§ SELECTED PASSAGE
Yeah, more so when I was young I think it empowered me in a lot of ways, and I think empowerment and despair and the lows in life are really important, to appreciate the fact that they’re there for a reason, and that you need to go through them to understand how strong you really are. It’s something that you become more aware of as you get older. I appreciate the lows, and I think that they’re there to really teach you how to enjoy life as well.

Agreed. After all the critical acclaim and adulation your work has received over the years, coming into this album did you feel any type of pressure?
Actually, I’m quite oblivious to the pressure—I guess there is pressure there, but also, I’m also oblivious to it, so you know I’m never really thinking too hard about it. I was writing most of this music whilst I was playing my old music for people, and it didn’t really feel alien, it didn’t really feel compromising or something like that. But as soon as you step away from it, I mean, you get calls and you have to talk about it, and you have to do interviews and then the label has to sell it and maybe that has more of an impact on your confidence with it, but no, I didn’t really feel too much pressure.

Your new single ‘Don’t Let the Dragon Draag On’ references the 1970s animated film Fantastic Planet. How did you first come across that film and how did it inspire you lyrically?

§ REQUIREMENT 1
Rewrite everything in the rows from the line containing "the bird, returned" down to the last row, replacing "put a point on" with "mark" and keeping all else unchanged.
The rows below are unrelated to the interview excerpt above.

§ DATA SECTION
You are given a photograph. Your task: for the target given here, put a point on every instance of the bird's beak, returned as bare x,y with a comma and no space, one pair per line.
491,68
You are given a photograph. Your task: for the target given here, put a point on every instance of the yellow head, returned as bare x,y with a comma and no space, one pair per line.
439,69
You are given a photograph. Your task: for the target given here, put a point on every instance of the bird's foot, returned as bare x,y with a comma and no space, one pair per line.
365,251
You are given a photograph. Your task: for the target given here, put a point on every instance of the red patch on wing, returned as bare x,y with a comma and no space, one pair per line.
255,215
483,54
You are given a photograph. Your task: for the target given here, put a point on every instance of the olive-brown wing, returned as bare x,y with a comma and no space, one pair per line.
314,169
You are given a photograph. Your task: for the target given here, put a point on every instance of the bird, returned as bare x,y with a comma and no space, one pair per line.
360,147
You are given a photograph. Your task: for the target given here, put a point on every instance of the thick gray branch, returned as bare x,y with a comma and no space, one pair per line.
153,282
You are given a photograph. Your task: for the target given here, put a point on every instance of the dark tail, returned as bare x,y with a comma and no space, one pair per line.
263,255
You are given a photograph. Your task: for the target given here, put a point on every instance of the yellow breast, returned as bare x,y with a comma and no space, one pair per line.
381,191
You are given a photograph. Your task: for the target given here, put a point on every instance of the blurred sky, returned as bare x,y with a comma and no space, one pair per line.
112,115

§ REQUIREMENT 2
Retype everything in the interview excerpt from "Yeah, more so" down to "type of pressure?", word for word.

§ CORRECT RESULT 1
You are given a photograph. Your task: for the target given here, mark every instance of the bird, returned as bare x,y with a comma and no space, one pair per line.
360,147
You are given a photograph. Your task: for the target given here, mark every instance of the thick gray branch, returned as bare x,y with a comma and no space, one pair per line.
153,282
You are given a photograph. Your task: for the target given here, mark every instance of the dark tail, returned as bare x,y with a comma and no space, one pair per line.
263,255
You are given a photograph. Your task: for the target given here, mark every instance of the yellow breast, returned as bare x,y with a comma and no space, one pair per line.
381,191
You are given a photograph. Your task: for the target given here, mark every instance of the blurred sky, returned as bare x,y with a comma and no space, one pair per line.
112,115

§ CORRECT RESULT 2
Yeah, more so when I was young I think it empowered me in a lot of ways, and I think empowerment and despair and the lows in life are really important, to appreciate the fact that they’re there for a reason, and that you need to go through them to understand how strong you really are. It’s something that you become more aware of as you get older. I appreciate the lows, and I think that they’re there to really teach you how to enjoy life as well.

Agreed. After all the critical acclaim and adulation your work has received over the years, coming into this album did you feel any type of pressure?